The request:
Rewrite each of the rows below, putting "widest part" wherever "thickest part" appears and leaving everything else unchanged.

— start of Stored data —

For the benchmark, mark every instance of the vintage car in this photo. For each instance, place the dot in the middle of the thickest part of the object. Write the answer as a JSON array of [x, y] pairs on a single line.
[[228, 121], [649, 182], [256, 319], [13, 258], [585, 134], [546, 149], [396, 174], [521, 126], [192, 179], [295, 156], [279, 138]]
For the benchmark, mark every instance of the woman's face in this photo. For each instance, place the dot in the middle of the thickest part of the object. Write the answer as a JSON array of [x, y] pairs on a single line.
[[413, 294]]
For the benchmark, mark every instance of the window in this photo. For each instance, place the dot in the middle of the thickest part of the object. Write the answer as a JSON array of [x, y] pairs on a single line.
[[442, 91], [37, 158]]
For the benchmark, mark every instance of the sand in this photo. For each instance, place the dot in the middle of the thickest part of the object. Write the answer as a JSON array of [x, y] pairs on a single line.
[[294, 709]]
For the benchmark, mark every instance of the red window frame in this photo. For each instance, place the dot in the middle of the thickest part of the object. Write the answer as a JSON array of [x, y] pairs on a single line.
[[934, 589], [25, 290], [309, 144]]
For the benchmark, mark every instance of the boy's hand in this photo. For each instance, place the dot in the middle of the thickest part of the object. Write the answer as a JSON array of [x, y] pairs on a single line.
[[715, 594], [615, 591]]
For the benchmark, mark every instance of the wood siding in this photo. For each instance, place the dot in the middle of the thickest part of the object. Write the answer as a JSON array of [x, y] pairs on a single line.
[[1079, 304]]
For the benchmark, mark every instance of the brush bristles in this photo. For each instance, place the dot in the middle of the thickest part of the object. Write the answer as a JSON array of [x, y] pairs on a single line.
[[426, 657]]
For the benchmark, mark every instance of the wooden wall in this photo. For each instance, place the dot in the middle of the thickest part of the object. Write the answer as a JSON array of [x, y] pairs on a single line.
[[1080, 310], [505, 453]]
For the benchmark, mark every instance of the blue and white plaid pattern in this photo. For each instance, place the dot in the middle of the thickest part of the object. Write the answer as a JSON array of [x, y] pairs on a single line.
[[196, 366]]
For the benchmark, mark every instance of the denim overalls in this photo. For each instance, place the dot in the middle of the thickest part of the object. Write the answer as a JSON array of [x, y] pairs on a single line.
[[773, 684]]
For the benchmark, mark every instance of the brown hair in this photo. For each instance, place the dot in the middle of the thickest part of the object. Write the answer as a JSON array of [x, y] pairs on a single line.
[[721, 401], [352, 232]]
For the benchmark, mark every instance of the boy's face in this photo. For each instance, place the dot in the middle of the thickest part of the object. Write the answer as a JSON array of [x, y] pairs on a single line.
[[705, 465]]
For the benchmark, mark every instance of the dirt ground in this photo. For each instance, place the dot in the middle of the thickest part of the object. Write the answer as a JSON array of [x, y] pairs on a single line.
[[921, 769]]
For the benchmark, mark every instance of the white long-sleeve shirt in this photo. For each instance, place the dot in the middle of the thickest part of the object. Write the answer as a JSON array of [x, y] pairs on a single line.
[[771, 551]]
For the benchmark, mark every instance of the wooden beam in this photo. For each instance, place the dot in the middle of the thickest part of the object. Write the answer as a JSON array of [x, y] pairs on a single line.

— end of Stored data —

Final answer:
For the benchmark, mark every instance of the vintage car in this photo. For each instance, place the dot in the middle of the widest part of the object. Write the answer as a JSON array of [x, y] pairs on a single line.
[[228, 121], [649, 182], [256, 319], [13, 258], [585, 134], [546, 149], [396, 174], [521, 126], [192, 179], [295, 156], [279, 138]]
For the benchmark, mark every instance of the woman's face in this photo. For each instance, place the dot in the middle of the widest part of the object. Write the answer as a JSON array of [x, y] pairs on a single line.
[[413, 294]]
For the benchmark, mark every instance of the window in this photo. For each instance, place the dot in the middle of the widest part of the object. Write the answer as a JSON array of [x, y] pairs on a single line.
[[442, 91], [37, 158]]
For the benchmark, mark every instance of the sand in this photo. For each instance, place the dot in the middle of the widest part of the object. Write the answer as a JSON array of [x, y] pairs on a single line.
[[294, 709]]
For the benchmark, mark every instance of the red window frame in this photo. For each instance, place the dot in the middle of the widest part of the object. Write the answer as a JSON array of [x, y] pairs on a single line.
[[934, 589], [25, 290], [309, 144]]
For the benchmark, mark every instance of the boy's hand in this photo. For each instance, place the dot in the middle of the widest part of the object. Write the answer as a JSON array of [x, y] pairs on a single line.
[[715, 594], [615, 591]]
For the benchmark, mark every instance of the wood siding in this photo. For each instance, place the dot in the middle of the widest part of the object. Write the answer as a JSON array of [x, y] pairs on a single line.
[[1079, 304]]
For the benchmark, mark every instance of the brush bristles in this photo. For each instance, place the dot in the middle of the widest part of the object. Write the answer as a JSON array of [x, y] pairs on a single line.
[[426, 657]]
For the benchmark, mark every instance of the wooden wall in this photo. For each instance, place the dot in the middle of the widest part of the object. Write the answer as a JSON array of [x, y] pairs on a single line.
[[1080, 310], [505, 453]]
For the benchmark, mark every instance of the blue and white plaid pattern in this photo. For each instance, place the dot in the middle of the widest part of the object. Write the answer as a JSON array of [x, y] pairs on a single line.
[[196, 366]]
For the benchmark, mark every instance of the denim overalls in this photo. For each instance, place the dot in the middle of the widest part of the object. Write the answer as a JSON array of [x, y] pairs on a single line.
[[773, 684]]
For the benchmark, mark every instance of the brown hair in this photo. For each instance, place the dot in the middle of the widest part of the object. Write the answer as a JSON array of [x, y] pairs on a single line.
[[721, 401], [352, 232]]
For the benchmark, mark every instance of the boy's face in this photo. For each instance, place the dot in the middle of the widest part of the object. Write the answer as a JSON array of [x, y] pairs on a single line.
[[705, 465]]
For the benchmark, mark every instance of the dirt ground in this photo. For each instance, place the dot in the middle of the widest part of the object. Write the answer as a JSON array of [x, y] pairs on a single line.
[[921, 769]]
For the benchmark, mark every instance of the white long-sleeve shirt in this photo. For each instance, place the dot in the middle of the widest part of the object. Write the answer as a JSON array of [x, y] pairs on a single line.
[[771, 551]]
For the benchmark, mark every instance of the wooden beam in this photo. For each instance, place the dot in the middle of the widest part of the object. Write the answer as a JSON array of [x, y] pairs on a single line.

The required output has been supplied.